**Problem**.
Copy each record below without changing a single word.

**Data for processing**.
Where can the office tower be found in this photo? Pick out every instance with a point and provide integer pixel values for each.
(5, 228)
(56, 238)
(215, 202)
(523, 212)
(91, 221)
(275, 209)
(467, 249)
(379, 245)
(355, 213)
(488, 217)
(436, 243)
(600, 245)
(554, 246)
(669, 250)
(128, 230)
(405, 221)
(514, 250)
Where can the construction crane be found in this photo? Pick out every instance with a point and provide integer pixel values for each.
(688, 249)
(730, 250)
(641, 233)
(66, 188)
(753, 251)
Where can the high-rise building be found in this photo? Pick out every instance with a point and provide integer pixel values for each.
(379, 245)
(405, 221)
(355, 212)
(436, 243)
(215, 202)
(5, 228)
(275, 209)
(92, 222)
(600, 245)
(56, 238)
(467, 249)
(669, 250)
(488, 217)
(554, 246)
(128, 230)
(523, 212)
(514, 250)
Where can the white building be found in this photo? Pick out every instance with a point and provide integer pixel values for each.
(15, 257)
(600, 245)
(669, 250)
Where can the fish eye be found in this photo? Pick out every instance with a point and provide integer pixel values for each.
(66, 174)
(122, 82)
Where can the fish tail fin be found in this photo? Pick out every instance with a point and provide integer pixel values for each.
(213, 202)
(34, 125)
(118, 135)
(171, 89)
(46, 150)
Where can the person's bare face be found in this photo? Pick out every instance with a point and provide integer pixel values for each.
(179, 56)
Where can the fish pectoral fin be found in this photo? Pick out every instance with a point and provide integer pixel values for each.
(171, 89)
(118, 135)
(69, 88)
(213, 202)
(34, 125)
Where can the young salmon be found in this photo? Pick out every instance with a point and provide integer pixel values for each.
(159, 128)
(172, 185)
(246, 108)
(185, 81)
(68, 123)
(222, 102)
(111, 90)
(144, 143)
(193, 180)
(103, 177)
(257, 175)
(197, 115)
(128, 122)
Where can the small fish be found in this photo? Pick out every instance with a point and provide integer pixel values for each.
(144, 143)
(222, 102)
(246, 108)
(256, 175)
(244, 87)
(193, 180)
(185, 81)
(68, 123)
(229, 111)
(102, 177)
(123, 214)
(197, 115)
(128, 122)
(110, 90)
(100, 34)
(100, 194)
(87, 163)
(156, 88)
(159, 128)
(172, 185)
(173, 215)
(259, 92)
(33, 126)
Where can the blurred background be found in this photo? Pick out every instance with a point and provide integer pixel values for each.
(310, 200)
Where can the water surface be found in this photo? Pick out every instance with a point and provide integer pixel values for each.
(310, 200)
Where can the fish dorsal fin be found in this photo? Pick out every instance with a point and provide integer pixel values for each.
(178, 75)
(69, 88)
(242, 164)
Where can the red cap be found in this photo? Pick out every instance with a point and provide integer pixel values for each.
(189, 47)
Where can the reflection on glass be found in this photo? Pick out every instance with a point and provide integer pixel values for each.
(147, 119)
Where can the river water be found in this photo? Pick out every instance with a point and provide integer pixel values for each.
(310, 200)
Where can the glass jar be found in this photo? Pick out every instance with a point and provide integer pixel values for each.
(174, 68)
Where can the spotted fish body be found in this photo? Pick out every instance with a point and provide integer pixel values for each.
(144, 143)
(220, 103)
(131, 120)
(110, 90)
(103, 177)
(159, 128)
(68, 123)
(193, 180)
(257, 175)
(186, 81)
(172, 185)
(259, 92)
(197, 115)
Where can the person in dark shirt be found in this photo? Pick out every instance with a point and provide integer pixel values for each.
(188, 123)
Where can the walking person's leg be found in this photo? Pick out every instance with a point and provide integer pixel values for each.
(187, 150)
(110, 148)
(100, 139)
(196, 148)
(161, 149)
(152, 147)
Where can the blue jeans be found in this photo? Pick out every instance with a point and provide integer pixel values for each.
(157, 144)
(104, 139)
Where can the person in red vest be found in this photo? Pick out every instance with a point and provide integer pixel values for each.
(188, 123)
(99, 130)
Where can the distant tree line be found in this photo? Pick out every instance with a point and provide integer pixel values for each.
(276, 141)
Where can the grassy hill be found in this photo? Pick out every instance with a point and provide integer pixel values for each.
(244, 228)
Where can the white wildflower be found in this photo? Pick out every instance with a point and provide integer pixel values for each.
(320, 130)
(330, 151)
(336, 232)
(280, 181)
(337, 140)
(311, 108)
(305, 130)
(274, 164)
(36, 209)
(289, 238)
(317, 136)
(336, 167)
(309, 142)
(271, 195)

**Written answer**.
Where can the office tower be found in this photo? Pick out every instance with a point and provide integer pixel values for each.
(5, 228)
(56, 238)
(215, 202)
(523, 212)
(91, 221)
(275, 209)
(467, 249)
(379, 245)
(355, 213)
(488, 217)
(436, 243)
(600, 245)
(554, 246)
(669, 250)
(128, 230)
(405, 221)
(514, 250)
Where can the construction crane be found in this photo? Pick out every instance with a point and provide integer pixel values for each.
(688, 249)
(730, 250)
(641, 233)
(66, 188)
(753, 251)
Where can the high-rise building be found in this photo? Pick out every instance with a point and provide integer pixel values for each.
(379, 245)
(405, 221)
(355, 212)
(436, 243)
(215, 202)
(5, 228)
(275, 209)
(92, 222)
(600, 245)
(56, 238)
(467, 249)
(669, 250)
(488, 217)
(554, 246)
(128, 230)
(523, 212)
(514, 250)
Where can the white building be found in this photo? Pick out every instance with a point and provide integer pixel values for each.
(15, 257)
(600, 245)
(669, 250)
Where can the fish eye be found in this photo? Pick out every instance with a point and provide integer pixel values for each.
(66, 174)
(122, 82)
Where can the fish tail fin be found in this photo? Pick out every instance with a point and provide integer pixel values for each.
(213, 202)
(34, 125)
(118, 135)
(171, 89)
(46, 150)
Where can the person's bare face be found in this photo? Pick out every instance with a point and provide integer pixel values for each.
(179, 56)
Where can the fish pectoral fin be found in this photo? Pick out every instance with a point and provide integer pixel values for each.
(171, 89)
(118, 135)
(69, 88)
(213, 202)
(34, 125)
Where can the young salmon be found in this photo? Pick out every instance with a point and provide integer pixel values for each.
(159, 128)
(172, 185)
(246, 108)
(185, 81)
(68, 123)
(222, 102)
(111, 90)
(144, 143)
(193, 180)
(103, 177)
(257, 175)
(197, 115)
(128, 122)
Where can the small fish be found in this photo? Pick out every instance with a point and provide integer pixel values for each.
(144, 143)
(222, 102)
(246, 108)
(256, 175)
(244, 87)
(193, 180)
(185, 81)
(68, 123)
(229, 111)
(102, 177)
(123, 214)
(197, 115)
(128, 122)
(110, 90)
(100, 34)
(100, 194)
(87, 163)
(156, 88)
(159, 128)
(172, 185)
(173, 215)
(259, 92)
(33, 126)
Where can the blurred background be found in this photo? Pick out every instance with a point and provide integer pixel values for each.
(310, 200)
Where can the water surface be found in this photo? Pick out every instance with a point and provide integer pixel values for each.
(310, 200)
Where can the fish dorsal fin be found in this photo? Pick out every instance with a point and provide integer pixel values for each.
(178, 75)
(69, 88)
(242, 164)
Where can the red cap be found in this photo? Pick out every instance with a point and provide integer pixel values for each.
(189, 47)
Where can the reflection on glass be found in this photo? Pick out every instance with a point and provide integer pixel values for each.
(147, 119)
Where can the river water be found in this photo? Pick out every instance with a point and provide integer pixel values for each.
(310, 200)
Where can the glass jar be found in this photo? Pick out every instance with a point and provide integer pixel values for each.
(174, 68)
Where can the spotted fish body be found in this photo? Pick out every instance with a point and provide integer pixel values for each.
(144, 143)
(220, 103)
(131, 120)
(110, 90)
(103, 177)
(159, 128)
(68, 123)
(193, 180)
(257, 175)
(186, 81)
(172, 185)
(259, 92)
(197, 115)
Where can the person in dark shirt be found in this photo? Pick out every instance with a point and provide integer pixel values for each.
(188, 123)
Where can the walking person's leg be found in this photo? Pick out every instance with a point and provide integer pixel values for each.
(187, 150)
(110, 148)
(100, 139)
(196, 148)
(161, 149)
(152, 147)
Where can the blue jeans be found in this photo? Pick out every instance with a point and provide integer pixel values for each.
(157, 144)
(104, 139)
Where can the person in red vest be found in this photo? Pick out every instance with a point and provide integer pixel values for each.
(188, 123)
(99, 130)
Where can the distant tree line be found in this photo? Pick out every instance with a point and provide integer pixel values for each.
(276, 141)
Where can the grassy hill be found in this photo? Pick out every instance with a point and provide integer pixel values for each.
(244, 228)
Where can the white wildflower be found in this photo? Pick out every instance with a point and provide integer pixel values for each.
(320, 130)
(330, 151)
(336, 232)
(280, 181)
(337, 140)
(311, 108)
(305, 130)
(274, 164)
(36, 209)
(289, 238)
(317, 136)
(336, 167)
(309, 142)
(271, 195)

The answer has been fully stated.